■ What you need to do
Please copy the records below, replacing each "SHOULD" with "MUST" and leaving everything else unchanged.

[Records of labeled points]
______________________________

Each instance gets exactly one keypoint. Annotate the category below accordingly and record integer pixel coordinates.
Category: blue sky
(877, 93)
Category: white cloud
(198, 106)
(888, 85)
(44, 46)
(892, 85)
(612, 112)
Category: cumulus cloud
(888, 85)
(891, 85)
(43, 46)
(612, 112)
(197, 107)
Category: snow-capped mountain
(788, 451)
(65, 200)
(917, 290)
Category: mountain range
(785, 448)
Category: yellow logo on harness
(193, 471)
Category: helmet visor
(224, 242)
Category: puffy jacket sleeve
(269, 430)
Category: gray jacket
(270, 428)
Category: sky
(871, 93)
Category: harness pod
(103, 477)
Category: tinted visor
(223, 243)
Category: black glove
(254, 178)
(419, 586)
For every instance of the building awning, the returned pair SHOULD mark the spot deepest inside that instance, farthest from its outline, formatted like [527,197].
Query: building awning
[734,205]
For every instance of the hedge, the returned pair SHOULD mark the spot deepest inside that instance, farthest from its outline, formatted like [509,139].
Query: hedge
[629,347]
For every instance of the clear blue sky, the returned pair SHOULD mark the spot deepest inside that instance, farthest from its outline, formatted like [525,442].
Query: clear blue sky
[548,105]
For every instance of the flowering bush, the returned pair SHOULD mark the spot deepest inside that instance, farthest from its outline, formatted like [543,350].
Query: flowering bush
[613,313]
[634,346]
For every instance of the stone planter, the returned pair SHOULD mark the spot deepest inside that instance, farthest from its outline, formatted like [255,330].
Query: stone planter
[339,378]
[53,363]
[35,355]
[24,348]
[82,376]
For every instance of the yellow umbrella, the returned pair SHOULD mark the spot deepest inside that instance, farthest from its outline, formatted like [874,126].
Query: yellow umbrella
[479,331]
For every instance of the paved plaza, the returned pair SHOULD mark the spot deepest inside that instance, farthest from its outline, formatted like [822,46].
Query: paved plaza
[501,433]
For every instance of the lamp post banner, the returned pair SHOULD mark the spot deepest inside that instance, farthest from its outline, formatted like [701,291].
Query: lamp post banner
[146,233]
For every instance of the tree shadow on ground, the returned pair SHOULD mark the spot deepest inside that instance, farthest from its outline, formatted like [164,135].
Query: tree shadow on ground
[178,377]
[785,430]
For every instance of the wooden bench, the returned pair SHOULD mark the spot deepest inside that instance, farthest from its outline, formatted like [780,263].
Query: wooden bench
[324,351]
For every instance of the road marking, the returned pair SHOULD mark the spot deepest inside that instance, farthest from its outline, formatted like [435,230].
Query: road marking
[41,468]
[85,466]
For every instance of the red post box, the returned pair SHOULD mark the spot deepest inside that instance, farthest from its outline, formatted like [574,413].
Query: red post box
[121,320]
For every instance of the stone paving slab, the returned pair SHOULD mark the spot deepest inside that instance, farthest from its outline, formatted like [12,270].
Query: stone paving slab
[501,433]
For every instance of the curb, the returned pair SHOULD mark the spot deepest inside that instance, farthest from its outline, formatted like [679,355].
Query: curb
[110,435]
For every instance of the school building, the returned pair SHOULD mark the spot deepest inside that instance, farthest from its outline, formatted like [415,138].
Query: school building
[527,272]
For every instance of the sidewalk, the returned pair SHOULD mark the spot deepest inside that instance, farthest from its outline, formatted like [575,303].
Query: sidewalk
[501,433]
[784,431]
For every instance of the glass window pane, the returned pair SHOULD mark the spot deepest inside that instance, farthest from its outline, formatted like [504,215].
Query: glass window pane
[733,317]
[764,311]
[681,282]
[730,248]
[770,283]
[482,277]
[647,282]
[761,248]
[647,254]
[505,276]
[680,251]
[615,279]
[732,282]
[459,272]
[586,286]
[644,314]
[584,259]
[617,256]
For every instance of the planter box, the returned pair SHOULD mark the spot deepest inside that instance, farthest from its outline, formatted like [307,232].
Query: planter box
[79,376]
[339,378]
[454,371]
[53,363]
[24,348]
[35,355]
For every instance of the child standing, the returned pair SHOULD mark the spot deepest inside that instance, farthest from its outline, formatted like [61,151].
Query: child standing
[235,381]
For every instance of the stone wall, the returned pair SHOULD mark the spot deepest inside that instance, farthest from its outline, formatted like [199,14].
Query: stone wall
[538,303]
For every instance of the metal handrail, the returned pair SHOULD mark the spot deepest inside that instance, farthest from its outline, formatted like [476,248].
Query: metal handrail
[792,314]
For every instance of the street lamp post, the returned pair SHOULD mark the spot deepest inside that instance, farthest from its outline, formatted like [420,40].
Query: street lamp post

______________________________

■ Completed task
Each instance gets exactly one keypoint. Annotate the category below accordingly and record integer pixel coordinates.
Category: blue sky
(877, 93)
Category: white cloud
(198, 106)
(888, 85)
(44, 46)
(892, 85)
(612, 112)
Category: cumulus cloud
(888, 85)
(891, 85)
(43, 46)
(612, 112)
(197, 107)
Category: snow-capped mountain
(788, 451)
(65, 200)
(917, 290)
Category: mountain range
(785, 448)
Category: yellow logo on harness
(193, 471)
Category: helmet visor
(224, 242)
Category: puffy jacket sleeve
(269, 430)
Category: gray jacket
(270, 428)
Category: sky
(871, 93)
Category: harness pod
(103, 477)
Category: tinted visor
(223, 243)
Category: black glove
(254, 178)
(419, 586)
For every instance of the building awning, the returned pair MUST mark the spot deepest inside that instance, farthest from its outline, formatted like [527,197].
Query: building awning
[734,205]
For every instance of the hedge, the returned pair MUST mark the spot deepest inside that instance, farthest from its outline, formatted like [509,139].
Query: hedge
[629,347]
For every instance of the clear blue sky, the returned pair MUST mark the spot deepest inside that instance, farthest from its outline, formatted like [525,442].
Query: clear blue sky
[548,105]
For every instance of the flowering bush, the returned pair MUST mark the spot deepest inside that instance, farthest from its outline, formatted like [543,350].
Query: flowering bush
[613,313]
[634,346]
For every instance of the stone planter, the returned pair MUST mark the spot deepest inside that instance, farthest from its outline, formatted like [255,330].
Query: stone planter
[339,378]
[53,363]
[35,355]
[24,348]
[82,376]
For every instance of the yellow umbrella, the returned pair MUST mark the spot deepest inside that instance, farthest from its outline, formatted like [874,126].
Query: yellow umbrella
[479,331]
For every instance of the paved plaza, the returned pair MUST mark the spot deepest inside that instance, farthest from its outline, formatted like [822,46].
Query: paved plaza
[501,433]
For every instance of the lamp post banner, the returned pair MUST mark the spot deepest inside that instance, farthest from its outline, formatted like [701,291].
Query: lamp post banner
[146,233]
For every instance of the tree shadow on ground, the returned pair MUST mark the spot deepest inside that instance, farthest from its outline, formatted like [164,135].
Query: tree shadow on ground
[178,377]
[785,430]
For every instance of the wooden bench, the returned pair MUST mark the spot deepest inside that instance, farthest from its outline, formatted like [780,263].
Query: wooden bench
[324,351]
For every instance of the road marking, the returned pair MUST mark the spot deepest inside that instance, farthest from its outline, formatted like [435,230].
Query: road marking
[41,468]
[85,466]
For every instance of the red post box, the returned pair MUST mark the spot deepest inside that instance, farthest from its outline, formatted like [574,413].
Query: red post box
[121,320]
For every instance of the stone paving slab, the returned pair MUST mark the spot deepest inside that instance, farthest from its outline, formatted like [12,270].
Query: stone paving slab
[501,433]
For every instance of the curb, the returned pair MUST mark the spot deepest inside that instance, farthest from its outline, formatted like [679,355].
Query: curb
[110,435]
For every instance of the school building, the returned pair MUST mark the spot deepest inside that instance, farthest from its outline, formatted like [415,138].
Query: school building
[527,272]
For every instance of the sidewalk, the returned pair MUST mark the spot deepest inside that instance, farthest from its outline, formatted like [575,303].
Query: sidewalk
[501,433]
[784,431]
For every instance of the glass window pane, the returned pair MUST mark the spot deepest inside that instance, farthest from its outline, formatted like [504,215].
Query: glass window pane
[733,317]
[764,311]
[681,282]
[730,248]
[770,283]
[482,277]
[647,282]
[761,248]
[647,254]
[505,276]
[680,251]
[615,279]
[732,282]
[459,272]
[586,286]
[644,314]
[584,259]
[617,256]
For every instance of the planter box, the returned pair MUST mark the spot deepest inside that instance, farthest from its outline, formatted like [307,232].
Query: planter box
[79,376]
[339,378]
[454,371]
[53,363]
[24,348]
[35,355]
For every instance of the child standing, the returned pair MUST mark the spot deepest inside that instance, farthest from its outline, formatted like [61,151].
Query: child standing
[235,381]
For every instance of the stone wall, the returned pair MUST mark the spot deepest inside that instance, farthest from its outline, formatted like [199,14].
Query: stone wall
[538,303]
For every instance of the metal handrail, the returned pair MUST mark the spot deepest inside that instance, farthest from its outline, formatted like [476,248].
Query: metal handrail
[792,314]
For every instance of the street lamp post, the returned pair MUST mark the spot deepest inside that instance, farthest from its outline, formatted like [420,40].
Query: street lamp post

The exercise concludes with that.